[Excerpt provided]
** Begin **

# SVD review

**Singular Value Decomposition(SVD)** 
is a way of factorizing any $m\times n$ matrix $A$into singular vectors and singular values. SVD is more general than eigendecomposition, but can give us similar information. 

The SVD of a matrix A can be written as: 

$$\color{Blue}{A = UDV^{\top} \tag{24}}$$

Where $U$ is $m\times m$ orthonormal, $D$ is $m \times n$ diagonal matrix with non-negative singular values on the diagonals, and $V^T$ is $n \times n$ orthonormal. 
$(U^{\top} = U^{-1} \ \text{and} \ V^{\top} = V^{-1})$

The columns of $U$ are known as the **left-singular vectors**. The columns of $V$ are known as the **right-singular vectors**.

Geometrically, $U$ and $V$ can be thought of as rotation matrices, while $D$ is a scaling and projection matrix.

** End **

(Data from an annotation dataset)

** Begin **

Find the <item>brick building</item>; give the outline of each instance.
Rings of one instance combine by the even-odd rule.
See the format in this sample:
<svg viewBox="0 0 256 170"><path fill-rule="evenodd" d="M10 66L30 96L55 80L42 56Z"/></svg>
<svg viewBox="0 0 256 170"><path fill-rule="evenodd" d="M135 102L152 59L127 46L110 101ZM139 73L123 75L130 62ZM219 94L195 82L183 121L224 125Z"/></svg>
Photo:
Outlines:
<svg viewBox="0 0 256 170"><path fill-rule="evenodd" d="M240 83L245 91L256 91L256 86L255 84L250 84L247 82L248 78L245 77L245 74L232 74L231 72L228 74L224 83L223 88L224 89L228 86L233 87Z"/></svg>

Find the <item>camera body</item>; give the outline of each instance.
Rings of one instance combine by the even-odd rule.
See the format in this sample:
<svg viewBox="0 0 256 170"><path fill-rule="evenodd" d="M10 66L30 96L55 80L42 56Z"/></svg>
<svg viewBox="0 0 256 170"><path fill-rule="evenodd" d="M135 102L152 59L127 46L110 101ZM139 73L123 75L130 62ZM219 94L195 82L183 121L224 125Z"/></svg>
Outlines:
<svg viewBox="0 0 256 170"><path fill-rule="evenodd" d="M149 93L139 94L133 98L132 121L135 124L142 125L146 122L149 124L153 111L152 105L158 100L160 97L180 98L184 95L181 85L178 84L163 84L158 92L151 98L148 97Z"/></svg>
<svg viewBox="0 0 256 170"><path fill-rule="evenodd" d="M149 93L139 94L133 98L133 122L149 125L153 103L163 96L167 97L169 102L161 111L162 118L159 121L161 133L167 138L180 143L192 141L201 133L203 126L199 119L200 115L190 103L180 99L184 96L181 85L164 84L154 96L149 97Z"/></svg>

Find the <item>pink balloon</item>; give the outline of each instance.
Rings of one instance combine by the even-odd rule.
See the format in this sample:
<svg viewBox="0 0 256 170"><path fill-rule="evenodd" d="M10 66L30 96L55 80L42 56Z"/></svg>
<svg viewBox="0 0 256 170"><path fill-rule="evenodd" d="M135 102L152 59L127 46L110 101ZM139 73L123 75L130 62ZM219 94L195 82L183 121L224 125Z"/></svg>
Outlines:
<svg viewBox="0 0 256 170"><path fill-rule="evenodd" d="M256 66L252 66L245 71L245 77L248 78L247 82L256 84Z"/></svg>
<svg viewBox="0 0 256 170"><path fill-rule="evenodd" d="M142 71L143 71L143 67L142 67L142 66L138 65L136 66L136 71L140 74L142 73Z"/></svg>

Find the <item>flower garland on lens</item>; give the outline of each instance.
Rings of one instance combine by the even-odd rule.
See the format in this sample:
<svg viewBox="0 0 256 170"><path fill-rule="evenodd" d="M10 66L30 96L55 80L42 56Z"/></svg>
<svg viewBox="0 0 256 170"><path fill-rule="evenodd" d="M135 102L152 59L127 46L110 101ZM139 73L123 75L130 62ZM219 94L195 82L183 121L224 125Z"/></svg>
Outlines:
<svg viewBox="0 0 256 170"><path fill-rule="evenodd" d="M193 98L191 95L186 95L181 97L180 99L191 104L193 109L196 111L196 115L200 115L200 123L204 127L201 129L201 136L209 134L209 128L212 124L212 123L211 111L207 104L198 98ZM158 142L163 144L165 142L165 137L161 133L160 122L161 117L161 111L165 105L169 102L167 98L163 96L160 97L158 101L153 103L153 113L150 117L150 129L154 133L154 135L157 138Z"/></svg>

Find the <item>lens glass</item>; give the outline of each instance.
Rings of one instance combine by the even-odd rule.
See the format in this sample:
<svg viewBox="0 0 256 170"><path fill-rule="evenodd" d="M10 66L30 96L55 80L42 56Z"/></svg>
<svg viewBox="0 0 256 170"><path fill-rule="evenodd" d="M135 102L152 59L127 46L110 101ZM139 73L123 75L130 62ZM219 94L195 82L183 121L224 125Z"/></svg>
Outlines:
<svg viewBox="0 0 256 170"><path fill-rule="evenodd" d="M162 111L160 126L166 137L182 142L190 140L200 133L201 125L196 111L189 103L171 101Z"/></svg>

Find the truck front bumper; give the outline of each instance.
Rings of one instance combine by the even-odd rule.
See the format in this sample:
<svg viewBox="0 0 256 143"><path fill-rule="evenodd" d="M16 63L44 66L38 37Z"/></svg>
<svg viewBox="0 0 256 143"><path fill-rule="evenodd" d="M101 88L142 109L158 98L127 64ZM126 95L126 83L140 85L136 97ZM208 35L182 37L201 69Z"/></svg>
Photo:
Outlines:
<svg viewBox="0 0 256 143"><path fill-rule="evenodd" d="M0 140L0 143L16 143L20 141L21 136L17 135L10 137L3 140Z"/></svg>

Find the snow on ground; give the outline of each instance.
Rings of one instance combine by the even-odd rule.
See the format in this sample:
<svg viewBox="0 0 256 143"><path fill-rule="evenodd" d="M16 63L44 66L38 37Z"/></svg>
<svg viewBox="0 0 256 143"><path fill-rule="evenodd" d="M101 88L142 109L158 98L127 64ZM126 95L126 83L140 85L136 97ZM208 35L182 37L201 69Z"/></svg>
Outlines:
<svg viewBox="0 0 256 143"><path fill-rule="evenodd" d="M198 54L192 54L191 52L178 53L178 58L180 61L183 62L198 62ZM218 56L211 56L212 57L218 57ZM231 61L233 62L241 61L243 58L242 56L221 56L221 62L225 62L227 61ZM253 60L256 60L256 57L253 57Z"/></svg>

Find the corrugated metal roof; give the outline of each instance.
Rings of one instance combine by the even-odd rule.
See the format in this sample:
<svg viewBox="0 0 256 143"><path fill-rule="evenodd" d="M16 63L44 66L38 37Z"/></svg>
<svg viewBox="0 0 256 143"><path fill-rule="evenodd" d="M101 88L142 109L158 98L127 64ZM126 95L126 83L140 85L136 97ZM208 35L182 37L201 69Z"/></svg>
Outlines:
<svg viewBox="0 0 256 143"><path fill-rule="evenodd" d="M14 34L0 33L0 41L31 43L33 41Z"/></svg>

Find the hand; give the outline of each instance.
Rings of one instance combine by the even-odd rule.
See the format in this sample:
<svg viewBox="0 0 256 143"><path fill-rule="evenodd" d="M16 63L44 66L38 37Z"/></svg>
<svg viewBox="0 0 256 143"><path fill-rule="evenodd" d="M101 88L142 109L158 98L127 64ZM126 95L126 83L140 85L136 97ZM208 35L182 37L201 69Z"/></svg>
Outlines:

** End **

[What you should do] Summarize the SVD review in two sentences.

[The output] Singular value decomposition factors any m×n matrix A into singular vectors and singular values, written A = UDV^T, where U and V^T are orthonormal and D is a diagonal matrix of non-negative singular values. The columns of U are the left-singular vectors and those of V are the right-singular vectors; geometrically, U and V act as rotation matrices while D scales and projects.